=== Aim of the exercise ===
Repeat the listing exactly. Do not carry over any pictures.

*** Opening of Input material ***

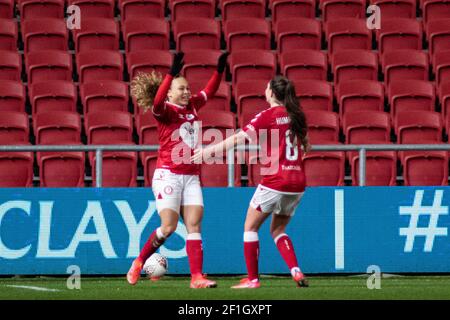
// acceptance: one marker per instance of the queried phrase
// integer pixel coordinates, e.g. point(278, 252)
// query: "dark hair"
point(284, 92)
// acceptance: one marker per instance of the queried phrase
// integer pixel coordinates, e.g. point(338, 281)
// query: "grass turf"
point(272, 288)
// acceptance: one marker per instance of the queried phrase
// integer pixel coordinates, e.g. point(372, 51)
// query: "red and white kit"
point(176, 182)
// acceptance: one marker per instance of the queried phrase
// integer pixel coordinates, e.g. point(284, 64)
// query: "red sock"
point(155, 240)
point(251, 252)
point(286, 248)
point(194, 249)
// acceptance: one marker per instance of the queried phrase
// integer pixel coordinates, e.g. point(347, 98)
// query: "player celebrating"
point(176, 183)
point(280, 192)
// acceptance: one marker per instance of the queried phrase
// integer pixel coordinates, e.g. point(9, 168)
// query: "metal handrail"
point(99, 149)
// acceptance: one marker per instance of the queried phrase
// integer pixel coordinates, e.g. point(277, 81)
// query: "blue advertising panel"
point(334, 230)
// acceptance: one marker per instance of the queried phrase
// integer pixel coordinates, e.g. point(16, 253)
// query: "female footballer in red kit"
point(279, 192)
point(176, 183)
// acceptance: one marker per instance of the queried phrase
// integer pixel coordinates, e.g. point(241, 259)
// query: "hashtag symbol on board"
point(417, 210)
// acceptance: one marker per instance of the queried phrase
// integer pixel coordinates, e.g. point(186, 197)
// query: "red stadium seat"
point(298, 33)
point(141, 9)
point(396, 8)
point(148, 60)
point(410, 95)
point(288, 9)
point(304, 64)
point(8, 34)
point(428, 168)
point(182, 9)
point(337, 9)
point(48, 65)
point(314, 94)
point(359, 95)
point(354, 64)
point(12, 96)
point(96, 34)
point(366, 127)
point(252, 64)
point(242, 9)
point(249, 95)
point(94, 8)
point(404, 65)
point(143, 34)
point(44, 34)
point(99, 65)
point(10, 65)
point(57, 127)
point(104, 96)
point(324, 168)
point(323, 126)
point(250, 33)
point(347, 33)
point(399, 33)
point(418, 127)
point(30, 9)
point(14, 127)
point(196, 33)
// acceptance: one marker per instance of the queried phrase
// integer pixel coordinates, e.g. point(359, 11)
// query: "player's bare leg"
point(192, 216)
point(169, 221)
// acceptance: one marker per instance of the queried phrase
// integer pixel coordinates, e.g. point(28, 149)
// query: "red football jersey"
point(284, 172)
point(178, 127)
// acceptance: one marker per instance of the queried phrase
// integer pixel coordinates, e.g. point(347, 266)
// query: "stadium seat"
point(249, 95)
point(141, 9)
point(425, 168)
point(252, 64)
point(57, 127)
point(396, 8)
point(143, 34)
point(97, 65)
point(10, 65)
point(288, 9)
point(366, 127)
point(181, 9)
point(304, 64)
point(30, 9)
point(404, 65)
point(347, 33)
point(147, 61)
point(96, 34)
point(14, 127)
point(104, 96)
point(12, 96)
point(56, 95)
point(242, 9)
point(409, 95)
point(399, 33)
point(418, 127)
point(298, 33)
point(338, 9)
point(48, 65)
point(196, 33)
point(354, 64)
point(94, 8)
point(324, 168)
point(44, 34)
point(323, 126)
point(251, 33)
point(359, 95)
point(314, 94)
point(8, 34)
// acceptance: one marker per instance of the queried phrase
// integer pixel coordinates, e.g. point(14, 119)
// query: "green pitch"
point(338, 287)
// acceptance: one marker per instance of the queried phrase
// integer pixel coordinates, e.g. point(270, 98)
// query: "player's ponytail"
point(144, 87)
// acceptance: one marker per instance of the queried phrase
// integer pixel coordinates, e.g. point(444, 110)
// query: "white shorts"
point(173, 190)
point(268, 201)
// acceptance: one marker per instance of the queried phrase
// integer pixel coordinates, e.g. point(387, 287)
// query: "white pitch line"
point(33, 288)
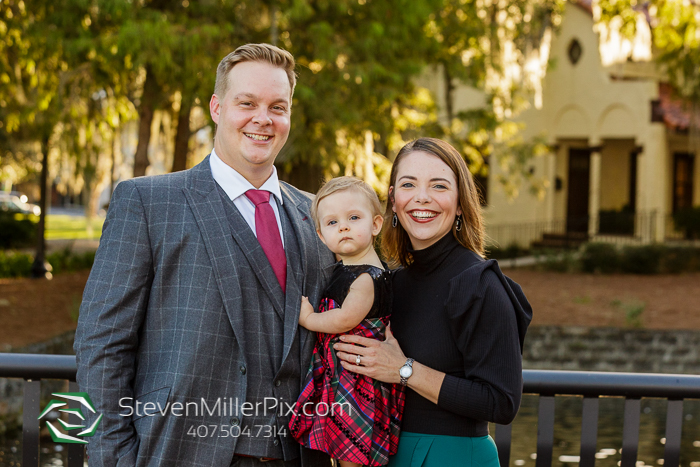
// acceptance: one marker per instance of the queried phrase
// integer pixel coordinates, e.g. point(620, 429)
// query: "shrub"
point(559, 261)
point(641, 259)
point(15, 264)
point(677, 259)
point(688, 220)
point(600, 258)
point(16, 230)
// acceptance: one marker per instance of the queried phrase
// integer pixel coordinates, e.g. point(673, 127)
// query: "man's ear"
point(215, 108)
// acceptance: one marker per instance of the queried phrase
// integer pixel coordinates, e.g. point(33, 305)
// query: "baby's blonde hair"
point(337, 184)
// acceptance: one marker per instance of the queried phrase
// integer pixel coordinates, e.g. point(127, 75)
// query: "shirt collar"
point(235, 185)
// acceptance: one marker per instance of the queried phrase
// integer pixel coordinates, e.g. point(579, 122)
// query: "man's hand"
point(306, 311)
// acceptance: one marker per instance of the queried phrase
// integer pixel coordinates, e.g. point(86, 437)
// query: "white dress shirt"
point(235, 186)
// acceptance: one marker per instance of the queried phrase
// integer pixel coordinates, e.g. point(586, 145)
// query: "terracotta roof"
point(676, 112)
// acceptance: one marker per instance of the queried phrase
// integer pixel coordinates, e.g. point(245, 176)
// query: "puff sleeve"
point(488, 316)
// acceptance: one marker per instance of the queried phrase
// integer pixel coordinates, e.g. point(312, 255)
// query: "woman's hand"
point(306, 311)
point(379, 360)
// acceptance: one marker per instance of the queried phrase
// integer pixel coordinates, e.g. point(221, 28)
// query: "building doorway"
point(578, 190)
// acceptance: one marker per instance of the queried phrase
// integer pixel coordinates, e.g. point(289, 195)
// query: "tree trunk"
point(146, 110)
point(40, 268)
point(182, 137)
point(449, 94)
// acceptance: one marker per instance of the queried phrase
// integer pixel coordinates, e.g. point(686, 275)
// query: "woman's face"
point(426, 198)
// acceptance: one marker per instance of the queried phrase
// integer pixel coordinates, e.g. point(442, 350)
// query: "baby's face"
point(347, 224)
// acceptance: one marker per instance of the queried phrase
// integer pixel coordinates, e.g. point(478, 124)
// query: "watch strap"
point(409, 363)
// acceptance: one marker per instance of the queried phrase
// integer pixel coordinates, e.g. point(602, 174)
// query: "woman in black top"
point(460, 321)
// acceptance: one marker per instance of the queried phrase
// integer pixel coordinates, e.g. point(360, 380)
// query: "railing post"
point(503, 440)
point(589, 431)
point(30, 423)
point(545, 432)
point(630, 432)
point(674, 425)
point(76, 452)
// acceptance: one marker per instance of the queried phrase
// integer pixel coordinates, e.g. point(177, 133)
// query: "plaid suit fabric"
point(349, 416)
point(162, 320)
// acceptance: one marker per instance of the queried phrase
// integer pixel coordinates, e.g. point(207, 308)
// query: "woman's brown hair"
point(395, 240)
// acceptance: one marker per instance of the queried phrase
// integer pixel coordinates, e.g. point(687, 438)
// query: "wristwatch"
point(406, 371)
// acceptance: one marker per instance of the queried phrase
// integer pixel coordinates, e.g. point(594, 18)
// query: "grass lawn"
point(59, 226)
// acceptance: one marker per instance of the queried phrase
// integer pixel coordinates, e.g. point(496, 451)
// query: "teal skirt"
point(422, 450)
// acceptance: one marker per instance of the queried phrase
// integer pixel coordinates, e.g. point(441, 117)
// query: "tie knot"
point(258, 196)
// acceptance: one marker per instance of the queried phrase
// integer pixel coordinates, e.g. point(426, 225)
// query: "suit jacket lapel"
point(205, 202)
point(305, 232)
point(295, 278)
point(255, 255)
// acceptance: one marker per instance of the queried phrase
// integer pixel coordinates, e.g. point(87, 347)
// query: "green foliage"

*** Close of Input material ***

=== Answer box ===
// acceptance: one marker per instance of the queried phrase
// integer pixel coordinates, e.g. point(278, 252)
// query: "dark hair"
point(284, 92)
// acceptance: one marker per instance of the queried phrase
// integer pixel coordinates, e.g. point(338, 281)
// query: "grass turf"
point(272, 288)
// acceptance: one marker per instance of the queried phrase
// integer pixel coordinates, e.g. point(372, 51)
// query: "red and white kit"
point(176, 182)
// acceptance: one marker per instance of the queried phrase
// integer pixel coordinates, e.g. point(284, 64)
// query: "red sock"
point(155, 240)
point(251, 252)
point(286, 248)
point(194, 249)
// acceptance: one marker per instance of the queried phrase
// integer pixel coordinates, e.g. point(347, 98)
// query: "player celebrating"
point(176, 183)
point(280, 192)
// acceptance: one marker per instance of the queried phrase
// integer pixel coordinates, e.g. point(9, 168)
// query: "metal handrail"
point(99, 149)
// acceptance: one marker per instance of the queried phrase
// integer pixel coordinates, e.g. point(277, 81)
// query: "blue advertising panel"
point(334, 230)
// acceptance: one marker per instance of the queried phrase
// integer pixel coordinates, e.g. point(16, 253)
// query: "female footballer in red kit"
point(279, 192)
point(176, 183)
// acceptance: one marker per instance of the queried phrase
// integer pixel coordinates, e.g. point(241, 259)
// query: "hashtag symbol on board"
point(417, 210)
// acceptance: one marker per instance of the queried phrase
// integer pixel coordinates, e.g. point(186, 197)
// query: "red stadium seat"
point(298, 33)
point(141, 9)
point(396, 8)
point(148, 60)
point(410, 95)
point(288, 9)
point(304, 64)
point(8, 34)
point(428, 168)
point(182, 9)
point(337, 9)
point(48, 65)
point(314, 94)
point(359, 95)
point(354, 64)
point(12, 96)
point(96, 34)
point(366, 127)
point(252, 64)
point(242, 9)
point(249, 95)
point(94, 8)
point(404, 65)
point(143, 34)
point(44, 34)
point(99, 65)
point(10, 65)
point(57, 127)
point(104, 96)
point(324, 168)
point(323, 126)
point(250, 33)
point(347, 33)
point(399, 33)
point(418, 127)
point(30, 9)
point(14, 127)
point(196, 33)
// acceptance: one marker per instance of the queried phrase
// integer pixel coordinates, e.g. point(359, 11)
// query: "player's bare leg"
point(192, 216)
point(169, 221)
// acceptance: one marker per instance of the queried phrase
// integer pixel coordinates, e.g. point(28, 149)
// query: "red football jersey"
point(284, 172)
point(178, 127)
// acceptance: one marker per instance of the queried phrase
// integer pixel coordinates, e.g. point(347, 266)
// query: "stadium seat"
point(249, 95)
point(141, 9)
point(425, 168)
point(252, 64)
point(57, 127)
point(396, 8)
point(143, 34)
point(97, 65)
point(10, 65)
point(288, 9)
point(366, 127)
point(181, 9)
point(304, 64)
point(30, 9)
point(404, 65)
point(347, 33)
point(147, 61)
point(96, 34)
point(14, 127)
point(104, 96)
point(12, 96)
point(56, 95)
point(242, 9)
point(409, 95)
point(399, 33)
point(418, 127)
point(298, 33)
point(338, 9)
point(48, 65)
point(196, 33)
point(354, 64)
point(94, 8)
point(324, 168)
point(44, 34)
point(323, 126)
point(251, 33)
point(359, 95)
point(314, 94)
point(8, 34)
// acceptance: one marker per instance of the queried phrase
// integer pixel coordinates, e.g. point(14, 119)
// query: "green pitch"
point(338, 287)
// acceptance: one marker per instance of the queried phrase
// integer pixel coordinates, e.g. point(270, 98)
// query: "player's ponytail"
point(144, 87)
// acceptance: one marker per instance of the queried phrase
// integer pixel coordinates, e.g. point(444, 110)
// query: "white shorts"
point(173, 190)
point(268, 201)
// acceptance: one marker per instance of the queried phrase
// integer pixel coordinates, e.g. point(387, 287)
// query: "white pitch line"
point(33, 288)
// acceptance: one marker per instance of the queried phrase
// integer pixel coordinates, e.g. point(620, 429)
// query: "shrub"
point(559, 261)
point(641, 259)
point(15, 264)
point(677, 259)
point(688, 220)
point(600, 258)
point(16, 230)
// acceptance: one marker per instance of the queried phrase
// integer pixel coordinates, e.g. point(673, 127)
// query: "man's ear"
point(215, 108)
// acceptance: one marker per instance of the queried phrase
// integer pixel coordinates, e.g. point(33, 305)
// query: "baby's blonde hair"
point(337, 184)
// acceptance: one marker per instance of the queried phrase
// integer pixel coordinates, e.g. point(127, 75)
// query: "shirt collar"
point(235, 185)
// acceptance: one marker per instance of the queried phrase
// integer pixel coordinates, e.g. point(579, 122)
// query: "man's hand"
point(306, 311)
// acceptance: one marker per instance of the queried phrase
// integer pixel coordinates, e.g. point(86, 437)
// query: "white dress shirt"
point(235, 186)
// acceptance: one marker per instance of the queried phrase
// integer pixel coordinates, e.g. point(586, 145)
// query: "terracotta roof"
point(676, 112)
// acceptance: one marker per instance of the queried phrase
// integer pixel coordinates, e.g. point(245, 176)
// query: "puff sleeve"
point(488, 316)
// acceptance: one marker per instance of the queried phrase
// integer pixel coordinates, e.g. point(312, 255)
// query: "woman's hand"
point(306, 311)
point(379, 360)
// acceptance: one marker per instance of the queried phrase
// integer pixel coordinates, e.g. point(221, 28)
// query: "building doorway"
point(578, 190)
// acceptance: one marker per instance of the queried phrase
// integer pixel coordinates, e.g. point(289, 195)
// query: "tree trunk"
point(146, 110)
point(40, 268)
point(182, 137)
point(449, 94)
// acceptance: one marker per instance of the queried phrase
// integer pixel coordinates, e.g. point(686, 275)
// query: "woman's face"
point(426, 198)
// acceptance: one marker per instance of the queried phrase
// integer pixel coordinates, e.g. point(442, 350)
// query: "baby's face"
point(347, 224)
// acceptance: one marker per instance of the queried phrase
// integer pixel coordinates, e.g. point(478, 124)
// query: "watch strap"
point(409, 363)
// acceptance: one marker per instance of the queried phrase
// integer pixel coordinates, e.g. point(602, 174)
// query: "woman in black top"
point(460, 321)
// acceptance: one marker per instance of the queried phrase
// integer pixel coordinates, e.g. point(360, 380)
// query: "railing post"
point(503, 440)
point(589, 431)
point(30, 423)
point(545, 432)
point(630, 432)
point(674, 425)
point(76, 452)
// acceptance: one marker per instance of the queried phrase
// integer pixel coordinates, e.g. point(177, 133)
// query: "plaid suit fabric"
point(349, 416)
point(162, 320)
// acceptance: one marker per instance of the queried phrase
// integer pixel coordinates, e.g. point(207, 308)
// query: "woman's brown hair"
point(395, 240)
// acceptance: one marker per instance of the queried phrase
// integer pixel coordinates, e.g. point(687, 438)
// query: "wristwatch"
point(406, 371)
// acceptance: one marker per instance of the queried phrase
// integer pixel coordinates, e.g. point(594, 18)
// query: "grass lawn"
point(59, 226)
// acceptance: one marker per instance of the queried phrase
// integer pixel coordinates, e.g. point(496, 451)
// query: "teal skirt"
point(422, 450)
// acceptance: one marker per instance of the queried phrase
// integer pixel coordinates, e.g. point(441, 117)
// query: "tie knot"
point(258, 196)
// acceptance: one marker per instance of the queried phrase
// integer pixel coordinates, e.g. point(426, 225)
// query: "suit jacket lapel"
point(205, 202)
point(305, 232)
point(295, 278)
point(255, 255)
// acceptance: one marker per instance of the queried phrase
// integer pixel coordinates, e.g. point(87, 347)
// query: "green foliage"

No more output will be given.